_Excerpt to read_:
####################
To be clear right from the start, as a white chick, I’m not the intended audience of The Unapologetic Guide to Black Mental Health by Rheeda Walker. It’s not that it’s not relevant, but the author is clear that I’m not who she’s trying to speak to. This books is written by a Black woman and explicitly directed at Black people. However, it also offers interesting cultural insights that are relevant to all audiences.
The author explains that she did a Ph.D. in psychology because she wanted to challenge the privileged assumption that depression in Black people looks the same as in white people. Depression the illness has similarities, but depression the experience is very much culture-bound.
Throughout the book, she gives scenarios to illustrate the concepts covered. These are all explicitly tied into Black culture and the things that Black people are faced with. The notion of improving psychological fortitude underpins the various topics covered.
Early on, the book addresses the issue of suicide. Walker acknowledges that it’s a common belief among Black pastors that suicide is a white people issue, and Black people are seen as being too resilient for suicide.
Racism and its effects come up often throughout the book. Walker gives suggestions on how how to distinguish between disordered anxiety and the very real worries that Black people face because of racism and horrific situations like the killing of Trayvon Martin.
The author argues that assimilation won’t help, and can lead to the internalization of racist ideas. Her research has shown than Black people who don’t view their own Blackness in a positive light are at a higher risk for suicide.
####################
_Supplied data_:
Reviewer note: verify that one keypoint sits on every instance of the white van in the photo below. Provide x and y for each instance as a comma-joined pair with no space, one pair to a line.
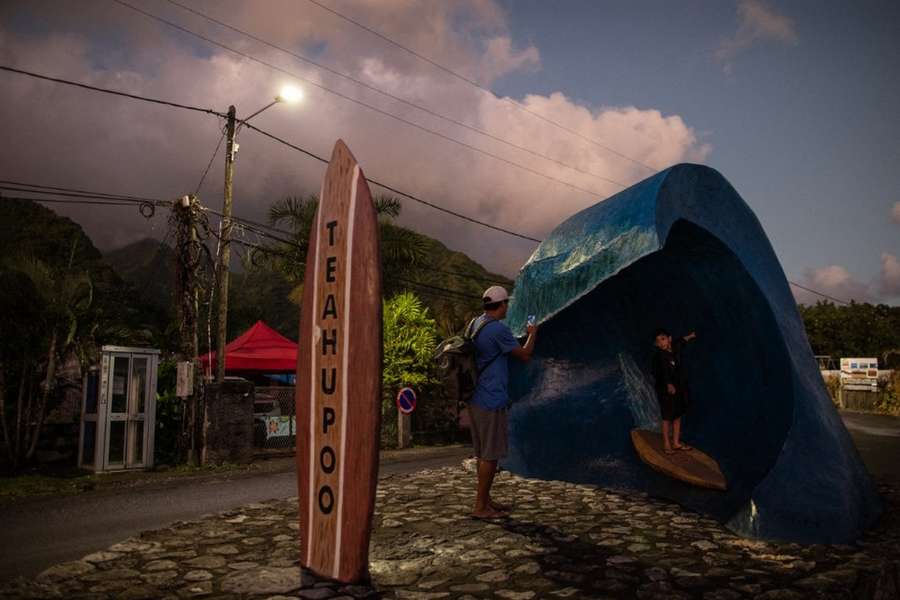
####################
_Work task A_: Condense the paragraph of the book review that begins "The author explains that she did a Ph.D." into one shorter sentence that keeps its main facts.
_Work task B_: Carry the book review forward past its final sentence, matching its voice.
The data plays no part in the work that comes next.

_Exercise answer A_: Walker earned a Ph.D. in psychology to challenge the privileged assumption that depression in Black people looks the same as in white people, because although the illness has similarities, the experience of depression is culture-bound.

_Exercise answer B_:
She suggests that psychological fortitude benefits the most from increasing connectedness with Black culture. She encourages embracing natural hair and African American Vernacular English (also known as Ebonics) as examples to promote reconnection.
There’s a chapter devoted to faith, and the benefits in terms of both spirituality and connection to culture and community. The author makes it clear that talking to a pastor isn’t mental health care, and while you would pray to the Lord, “sometimes God sends a psychologist.”
The book offers suggestions for supporting your child’s mental health and your own wellbeing as a parent. There’s a chapter on therapy that covers how to access it, common misconceptions, and what therapy actually looks like. The author also covers some CBT-based coping tools.
While I can’t directly speak to how well this book will connect with target audiences, I thought it was very well written and delivered an important message. I would definitely recommend it.
The Unapologetic Guide to Black Mental Health is available on Amazon.
I received a reviewer copy of this book from www.netgalley.com.